TASK TO CARRY OUT: Starting at the line that contains "The client would like the blue jeans" and stopping after the line that contains "[263,82,364,202]", rewrite that stretch of the data as a JSON array with one string per line and no blank lines. Include only those lines.
BEGIN SUPPLIED MATERIAL
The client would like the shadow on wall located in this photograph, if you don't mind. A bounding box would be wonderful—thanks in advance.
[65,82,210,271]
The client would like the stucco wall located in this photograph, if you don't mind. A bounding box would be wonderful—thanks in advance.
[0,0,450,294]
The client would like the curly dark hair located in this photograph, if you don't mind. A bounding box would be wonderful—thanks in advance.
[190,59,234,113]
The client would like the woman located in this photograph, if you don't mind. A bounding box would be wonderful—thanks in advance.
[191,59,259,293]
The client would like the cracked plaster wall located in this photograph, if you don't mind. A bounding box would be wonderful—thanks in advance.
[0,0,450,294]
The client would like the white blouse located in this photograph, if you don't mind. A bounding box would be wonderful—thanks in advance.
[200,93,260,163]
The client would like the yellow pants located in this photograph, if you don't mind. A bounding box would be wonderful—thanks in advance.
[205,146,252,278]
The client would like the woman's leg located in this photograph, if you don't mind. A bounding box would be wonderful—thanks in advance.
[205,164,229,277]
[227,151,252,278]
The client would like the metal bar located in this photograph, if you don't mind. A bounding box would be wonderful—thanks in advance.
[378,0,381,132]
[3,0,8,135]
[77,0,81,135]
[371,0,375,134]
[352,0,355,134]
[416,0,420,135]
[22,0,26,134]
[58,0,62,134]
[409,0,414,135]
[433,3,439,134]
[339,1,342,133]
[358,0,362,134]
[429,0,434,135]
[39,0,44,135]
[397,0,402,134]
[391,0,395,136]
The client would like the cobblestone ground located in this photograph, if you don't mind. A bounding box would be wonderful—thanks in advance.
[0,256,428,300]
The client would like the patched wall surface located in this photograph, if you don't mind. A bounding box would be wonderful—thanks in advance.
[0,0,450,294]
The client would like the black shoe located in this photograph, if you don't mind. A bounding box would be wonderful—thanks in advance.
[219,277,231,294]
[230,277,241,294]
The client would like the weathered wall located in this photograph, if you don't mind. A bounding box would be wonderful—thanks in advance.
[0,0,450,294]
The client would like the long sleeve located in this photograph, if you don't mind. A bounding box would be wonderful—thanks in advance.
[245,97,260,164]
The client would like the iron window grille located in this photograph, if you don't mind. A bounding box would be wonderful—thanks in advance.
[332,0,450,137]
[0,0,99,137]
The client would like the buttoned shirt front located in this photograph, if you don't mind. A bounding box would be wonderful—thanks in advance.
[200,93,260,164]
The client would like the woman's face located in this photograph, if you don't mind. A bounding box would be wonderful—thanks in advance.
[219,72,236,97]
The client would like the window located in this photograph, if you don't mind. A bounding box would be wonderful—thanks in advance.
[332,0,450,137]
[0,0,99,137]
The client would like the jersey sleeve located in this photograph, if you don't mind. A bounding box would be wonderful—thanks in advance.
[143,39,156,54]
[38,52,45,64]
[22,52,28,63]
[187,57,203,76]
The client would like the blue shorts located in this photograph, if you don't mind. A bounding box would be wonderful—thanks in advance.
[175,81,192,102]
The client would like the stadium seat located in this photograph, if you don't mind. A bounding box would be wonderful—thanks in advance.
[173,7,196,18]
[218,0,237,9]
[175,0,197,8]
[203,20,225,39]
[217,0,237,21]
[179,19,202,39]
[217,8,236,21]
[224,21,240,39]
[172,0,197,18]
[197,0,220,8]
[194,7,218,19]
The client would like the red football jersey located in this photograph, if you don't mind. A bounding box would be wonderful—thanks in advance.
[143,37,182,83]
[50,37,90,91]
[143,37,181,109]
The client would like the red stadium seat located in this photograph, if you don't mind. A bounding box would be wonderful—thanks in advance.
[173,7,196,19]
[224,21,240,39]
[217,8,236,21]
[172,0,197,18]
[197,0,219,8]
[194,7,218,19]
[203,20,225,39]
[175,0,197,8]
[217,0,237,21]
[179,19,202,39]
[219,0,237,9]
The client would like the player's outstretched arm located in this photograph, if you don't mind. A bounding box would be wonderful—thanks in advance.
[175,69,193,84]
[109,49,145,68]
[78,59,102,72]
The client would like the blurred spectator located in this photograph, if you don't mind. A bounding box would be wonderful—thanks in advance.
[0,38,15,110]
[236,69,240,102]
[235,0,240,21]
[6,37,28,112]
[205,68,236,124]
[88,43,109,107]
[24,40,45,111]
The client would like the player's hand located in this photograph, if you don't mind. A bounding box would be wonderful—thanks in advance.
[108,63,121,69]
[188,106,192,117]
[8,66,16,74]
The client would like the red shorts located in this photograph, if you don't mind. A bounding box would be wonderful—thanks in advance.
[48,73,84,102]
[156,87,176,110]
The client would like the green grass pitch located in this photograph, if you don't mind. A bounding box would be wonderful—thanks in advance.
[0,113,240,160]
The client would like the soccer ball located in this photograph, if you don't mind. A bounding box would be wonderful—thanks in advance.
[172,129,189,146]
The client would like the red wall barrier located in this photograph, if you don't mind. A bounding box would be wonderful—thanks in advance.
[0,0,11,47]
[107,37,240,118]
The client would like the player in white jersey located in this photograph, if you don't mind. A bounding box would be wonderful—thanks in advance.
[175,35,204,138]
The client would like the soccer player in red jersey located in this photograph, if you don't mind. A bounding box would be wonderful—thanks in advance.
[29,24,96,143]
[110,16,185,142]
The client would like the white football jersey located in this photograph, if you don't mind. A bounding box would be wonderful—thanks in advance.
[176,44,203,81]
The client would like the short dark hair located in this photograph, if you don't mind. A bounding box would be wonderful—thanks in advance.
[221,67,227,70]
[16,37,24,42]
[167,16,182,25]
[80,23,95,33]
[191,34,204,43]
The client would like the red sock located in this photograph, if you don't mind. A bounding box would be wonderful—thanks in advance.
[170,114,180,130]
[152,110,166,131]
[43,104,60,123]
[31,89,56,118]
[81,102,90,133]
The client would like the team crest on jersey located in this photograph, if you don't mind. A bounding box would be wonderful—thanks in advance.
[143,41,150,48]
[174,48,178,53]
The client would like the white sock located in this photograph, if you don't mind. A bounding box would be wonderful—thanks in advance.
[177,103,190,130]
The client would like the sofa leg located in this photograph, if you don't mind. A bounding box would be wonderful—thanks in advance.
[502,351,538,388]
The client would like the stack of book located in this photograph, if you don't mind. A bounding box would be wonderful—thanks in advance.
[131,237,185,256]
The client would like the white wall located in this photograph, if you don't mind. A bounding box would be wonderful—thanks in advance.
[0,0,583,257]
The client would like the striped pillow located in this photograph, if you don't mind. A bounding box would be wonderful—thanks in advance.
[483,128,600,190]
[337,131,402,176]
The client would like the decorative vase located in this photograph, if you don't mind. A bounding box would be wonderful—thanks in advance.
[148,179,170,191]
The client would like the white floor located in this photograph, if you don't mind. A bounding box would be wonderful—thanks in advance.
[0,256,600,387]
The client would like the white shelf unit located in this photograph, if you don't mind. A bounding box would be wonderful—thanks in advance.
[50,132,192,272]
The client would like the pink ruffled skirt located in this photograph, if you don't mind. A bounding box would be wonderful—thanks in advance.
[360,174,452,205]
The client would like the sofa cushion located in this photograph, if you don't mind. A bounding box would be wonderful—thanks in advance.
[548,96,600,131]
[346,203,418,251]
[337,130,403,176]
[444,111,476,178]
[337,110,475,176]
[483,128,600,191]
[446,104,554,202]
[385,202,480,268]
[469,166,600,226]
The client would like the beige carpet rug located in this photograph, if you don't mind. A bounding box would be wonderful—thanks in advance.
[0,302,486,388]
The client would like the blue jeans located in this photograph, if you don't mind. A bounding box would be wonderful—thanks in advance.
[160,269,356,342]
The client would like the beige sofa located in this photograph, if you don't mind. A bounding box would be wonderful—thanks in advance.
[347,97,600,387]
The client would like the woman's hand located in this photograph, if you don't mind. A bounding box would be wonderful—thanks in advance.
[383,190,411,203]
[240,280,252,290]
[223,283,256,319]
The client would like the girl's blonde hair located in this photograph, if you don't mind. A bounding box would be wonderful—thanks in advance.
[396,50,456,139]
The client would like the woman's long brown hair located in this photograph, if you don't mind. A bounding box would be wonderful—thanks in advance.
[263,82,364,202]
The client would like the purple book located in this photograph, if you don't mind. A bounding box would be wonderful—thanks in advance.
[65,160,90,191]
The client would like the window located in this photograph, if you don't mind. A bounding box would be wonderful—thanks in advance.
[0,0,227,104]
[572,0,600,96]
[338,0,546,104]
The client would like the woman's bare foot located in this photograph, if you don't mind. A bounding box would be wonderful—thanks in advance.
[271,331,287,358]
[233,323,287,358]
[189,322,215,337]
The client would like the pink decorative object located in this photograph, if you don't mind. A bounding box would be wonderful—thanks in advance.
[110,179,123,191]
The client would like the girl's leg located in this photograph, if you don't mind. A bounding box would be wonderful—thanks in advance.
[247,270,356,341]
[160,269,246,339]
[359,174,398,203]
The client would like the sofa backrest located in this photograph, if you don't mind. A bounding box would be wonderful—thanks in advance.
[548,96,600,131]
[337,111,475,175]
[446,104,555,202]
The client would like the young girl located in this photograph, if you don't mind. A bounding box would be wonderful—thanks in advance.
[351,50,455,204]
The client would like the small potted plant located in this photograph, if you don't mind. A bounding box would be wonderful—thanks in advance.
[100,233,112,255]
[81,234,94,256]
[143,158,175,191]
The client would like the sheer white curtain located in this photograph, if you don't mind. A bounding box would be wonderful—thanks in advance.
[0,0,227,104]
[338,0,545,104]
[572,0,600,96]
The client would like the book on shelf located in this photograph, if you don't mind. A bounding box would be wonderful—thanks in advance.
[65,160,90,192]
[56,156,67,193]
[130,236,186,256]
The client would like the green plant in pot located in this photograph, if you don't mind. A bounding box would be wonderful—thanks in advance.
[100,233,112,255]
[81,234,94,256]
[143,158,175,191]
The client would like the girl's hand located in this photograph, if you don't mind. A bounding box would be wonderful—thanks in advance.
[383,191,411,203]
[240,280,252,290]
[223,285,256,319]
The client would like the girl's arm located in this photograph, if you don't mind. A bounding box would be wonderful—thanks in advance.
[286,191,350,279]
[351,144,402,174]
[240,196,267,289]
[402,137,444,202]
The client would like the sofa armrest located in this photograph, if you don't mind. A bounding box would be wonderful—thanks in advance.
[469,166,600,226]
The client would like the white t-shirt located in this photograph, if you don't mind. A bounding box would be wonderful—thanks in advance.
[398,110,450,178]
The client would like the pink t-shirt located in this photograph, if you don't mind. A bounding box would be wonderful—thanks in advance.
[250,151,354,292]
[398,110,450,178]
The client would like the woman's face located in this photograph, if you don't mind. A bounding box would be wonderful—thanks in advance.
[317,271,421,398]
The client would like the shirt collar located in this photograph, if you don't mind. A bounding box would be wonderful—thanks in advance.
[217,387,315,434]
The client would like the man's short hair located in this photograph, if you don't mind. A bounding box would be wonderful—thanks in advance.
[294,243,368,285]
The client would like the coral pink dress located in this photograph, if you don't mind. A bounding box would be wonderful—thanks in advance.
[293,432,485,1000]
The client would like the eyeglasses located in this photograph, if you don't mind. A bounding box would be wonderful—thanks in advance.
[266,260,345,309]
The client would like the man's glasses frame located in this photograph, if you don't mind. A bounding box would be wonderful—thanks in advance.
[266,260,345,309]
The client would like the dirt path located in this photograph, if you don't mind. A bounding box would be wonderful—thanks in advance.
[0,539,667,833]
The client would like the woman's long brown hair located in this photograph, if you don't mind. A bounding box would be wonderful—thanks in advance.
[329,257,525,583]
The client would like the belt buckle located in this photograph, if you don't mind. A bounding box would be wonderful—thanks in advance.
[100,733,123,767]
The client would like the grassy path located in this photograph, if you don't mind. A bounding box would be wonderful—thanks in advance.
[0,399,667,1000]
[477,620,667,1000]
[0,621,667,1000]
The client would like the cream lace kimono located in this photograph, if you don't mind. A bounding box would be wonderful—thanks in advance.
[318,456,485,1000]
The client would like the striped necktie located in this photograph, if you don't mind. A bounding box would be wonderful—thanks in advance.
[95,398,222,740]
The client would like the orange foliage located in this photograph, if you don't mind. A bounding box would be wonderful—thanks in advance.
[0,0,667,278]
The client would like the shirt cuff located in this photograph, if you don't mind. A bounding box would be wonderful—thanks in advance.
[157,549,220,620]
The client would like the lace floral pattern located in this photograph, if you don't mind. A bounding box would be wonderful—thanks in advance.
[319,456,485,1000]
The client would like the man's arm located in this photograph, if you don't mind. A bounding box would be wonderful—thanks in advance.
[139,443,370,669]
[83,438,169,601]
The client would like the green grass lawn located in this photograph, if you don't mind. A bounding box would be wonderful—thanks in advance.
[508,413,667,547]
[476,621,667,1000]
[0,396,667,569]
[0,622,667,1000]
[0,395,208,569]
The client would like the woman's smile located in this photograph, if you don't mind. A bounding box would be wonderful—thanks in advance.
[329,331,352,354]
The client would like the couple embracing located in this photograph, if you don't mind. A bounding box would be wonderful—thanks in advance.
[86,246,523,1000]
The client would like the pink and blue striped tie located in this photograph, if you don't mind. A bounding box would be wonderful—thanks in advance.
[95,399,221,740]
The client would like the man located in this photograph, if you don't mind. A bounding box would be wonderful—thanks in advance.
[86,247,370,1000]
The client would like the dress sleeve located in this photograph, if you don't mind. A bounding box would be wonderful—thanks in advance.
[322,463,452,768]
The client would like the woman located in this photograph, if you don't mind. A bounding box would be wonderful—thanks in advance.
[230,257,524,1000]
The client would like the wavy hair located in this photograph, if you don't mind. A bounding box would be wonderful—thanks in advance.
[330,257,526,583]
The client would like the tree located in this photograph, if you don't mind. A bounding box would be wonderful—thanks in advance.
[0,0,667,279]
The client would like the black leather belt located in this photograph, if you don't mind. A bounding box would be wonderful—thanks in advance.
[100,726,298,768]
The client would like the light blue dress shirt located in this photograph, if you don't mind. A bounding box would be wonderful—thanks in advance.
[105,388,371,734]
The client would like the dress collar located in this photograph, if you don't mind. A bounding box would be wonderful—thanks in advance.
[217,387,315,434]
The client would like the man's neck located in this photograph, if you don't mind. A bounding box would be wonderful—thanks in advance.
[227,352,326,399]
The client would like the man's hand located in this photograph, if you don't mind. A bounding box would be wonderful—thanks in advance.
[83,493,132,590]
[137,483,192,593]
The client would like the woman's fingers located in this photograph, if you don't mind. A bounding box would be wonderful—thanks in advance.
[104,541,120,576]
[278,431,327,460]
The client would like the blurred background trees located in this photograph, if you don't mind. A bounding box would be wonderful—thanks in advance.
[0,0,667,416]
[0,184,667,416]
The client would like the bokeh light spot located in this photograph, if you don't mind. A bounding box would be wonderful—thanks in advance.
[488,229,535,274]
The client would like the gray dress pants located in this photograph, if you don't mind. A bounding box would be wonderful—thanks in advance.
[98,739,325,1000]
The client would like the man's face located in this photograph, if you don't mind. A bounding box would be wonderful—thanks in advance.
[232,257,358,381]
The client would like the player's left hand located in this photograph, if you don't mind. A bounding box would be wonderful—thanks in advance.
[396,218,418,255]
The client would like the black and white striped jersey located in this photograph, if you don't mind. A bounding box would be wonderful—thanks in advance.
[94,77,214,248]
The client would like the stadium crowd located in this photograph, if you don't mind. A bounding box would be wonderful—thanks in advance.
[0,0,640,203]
END SUPPLIED MATERIAL
RESULT:
[
  "The client would like the blue jeans located in this photograph, if you don't mind. A bounding box would be wonderful—thanks in advance.",
  "[160,269,356,342]",
  "The client would like the beige sofa located in this photograph, if you don't mind. A bounding box would be wonderful—thanks in advance.",
  "[347,97,600,387]",
  "The client would like the woman's hand located in this photograph, if you don't mind. A bounding box would be wonderful—thanks in advance.",
  "[383,190,411,203]",
  "[240,280,252,290]",
  "[223,283,256,319]",
  "The client would like the girl's blonde hair located in this photograph, if you don't mind. A bounding box would be wonderful—thanks in advance.",
  "[396,50,456,139]",
  "The client would like the woman's long brown hair located in this photograph, if you don't mind. A bounding box would be wonderful—thanks in advance.",
  "[263,82,364,202]"
]